Your objective: Edit the lines running from the one containing "Point out the dry" down to the one containing "Point out the treeline", both included, swapping "groom's" for "man's" and leaving everything else as is. Return only those lines.

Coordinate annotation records
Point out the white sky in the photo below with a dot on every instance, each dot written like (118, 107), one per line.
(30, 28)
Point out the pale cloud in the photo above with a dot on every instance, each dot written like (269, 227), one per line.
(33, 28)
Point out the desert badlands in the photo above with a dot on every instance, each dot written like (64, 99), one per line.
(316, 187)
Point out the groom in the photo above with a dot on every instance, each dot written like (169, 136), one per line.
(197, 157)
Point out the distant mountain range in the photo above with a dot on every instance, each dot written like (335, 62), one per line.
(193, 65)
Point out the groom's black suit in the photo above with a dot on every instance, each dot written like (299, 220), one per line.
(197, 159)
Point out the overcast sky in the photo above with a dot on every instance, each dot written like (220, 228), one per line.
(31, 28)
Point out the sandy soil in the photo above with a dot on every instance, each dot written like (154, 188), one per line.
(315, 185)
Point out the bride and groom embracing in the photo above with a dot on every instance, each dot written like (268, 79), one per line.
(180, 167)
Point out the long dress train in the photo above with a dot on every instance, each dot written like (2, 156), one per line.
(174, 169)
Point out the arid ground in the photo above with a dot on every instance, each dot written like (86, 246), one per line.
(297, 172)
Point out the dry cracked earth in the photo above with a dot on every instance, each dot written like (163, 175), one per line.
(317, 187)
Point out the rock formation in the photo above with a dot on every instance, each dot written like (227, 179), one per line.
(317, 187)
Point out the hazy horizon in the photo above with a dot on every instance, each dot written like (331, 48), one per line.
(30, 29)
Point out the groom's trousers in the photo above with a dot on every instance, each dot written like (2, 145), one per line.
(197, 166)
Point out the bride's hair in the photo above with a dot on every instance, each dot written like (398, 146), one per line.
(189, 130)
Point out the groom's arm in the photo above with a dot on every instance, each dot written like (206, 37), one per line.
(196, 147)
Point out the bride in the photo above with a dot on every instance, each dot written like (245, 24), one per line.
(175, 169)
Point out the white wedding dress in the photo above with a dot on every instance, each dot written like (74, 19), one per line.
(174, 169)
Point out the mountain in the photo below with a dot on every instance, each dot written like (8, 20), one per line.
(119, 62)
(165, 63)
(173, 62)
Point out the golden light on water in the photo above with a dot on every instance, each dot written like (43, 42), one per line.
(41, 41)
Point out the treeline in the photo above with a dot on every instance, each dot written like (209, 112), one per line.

...

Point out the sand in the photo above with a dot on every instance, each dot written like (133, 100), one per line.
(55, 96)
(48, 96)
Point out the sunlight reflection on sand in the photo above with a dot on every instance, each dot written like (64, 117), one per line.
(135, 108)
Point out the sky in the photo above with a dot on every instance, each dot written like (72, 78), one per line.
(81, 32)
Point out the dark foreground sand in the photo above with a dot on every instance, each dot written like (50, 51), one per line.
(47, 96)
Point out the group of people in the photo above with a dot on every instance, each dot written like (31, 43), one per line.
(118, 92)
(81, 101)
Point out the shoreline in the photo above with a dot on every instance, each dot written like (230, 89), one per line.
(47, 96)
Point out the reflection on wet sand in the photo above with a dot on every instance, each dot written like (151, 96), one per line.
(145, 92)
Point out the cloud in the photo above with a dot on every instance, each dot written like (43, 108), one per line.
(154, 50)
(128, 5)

Exercise answer:
Point out the dry cracked earth in the photo above with a dot on every instance, each dot written like (163, 175), one per line.
(317, 187)
Point out the rock formation in the photo above with a dot on every instance, each dot written like (227, 179), one per line.
(317, 187)
Point out the hazy horizon in the photo above with a dot on every instance, each dot written like (331, 48), one per line.
(30, 29)
Point out the man's trousers in the photo above with a dot on every instance, each dot written like (2, 145), one per line.
(197, 166)
Point out the bride's hair in the photo above with a dot on every instance, each dot written like (398, 146), one per line.
(189, 130)
Point out the man's arm in the photo above with a dot on every instance, each dot written like (206, 37), one per line.
(196, 147)
Point out the bride in the photo above with a dot on every instance, each dot written like (245, 24), one per line.
(175, 169)
Point out the white wedding dress in the photo above with a dot on every instance, each dot written like (74, 19), one per line.
(174, 169)
Point out the mountain in the photo below with a dot on every instance, each dot written like (8, 20), one per line.
(119, 62)
(165, 63)
(173, 62)
Point out the golden light on water in the photo above with a dot on every instance, each dot written like (43, 42), one per line.
(41, 41)
Point out the treeline in the photo above with a dot on every instance, each dot written like (209, 112), one per line.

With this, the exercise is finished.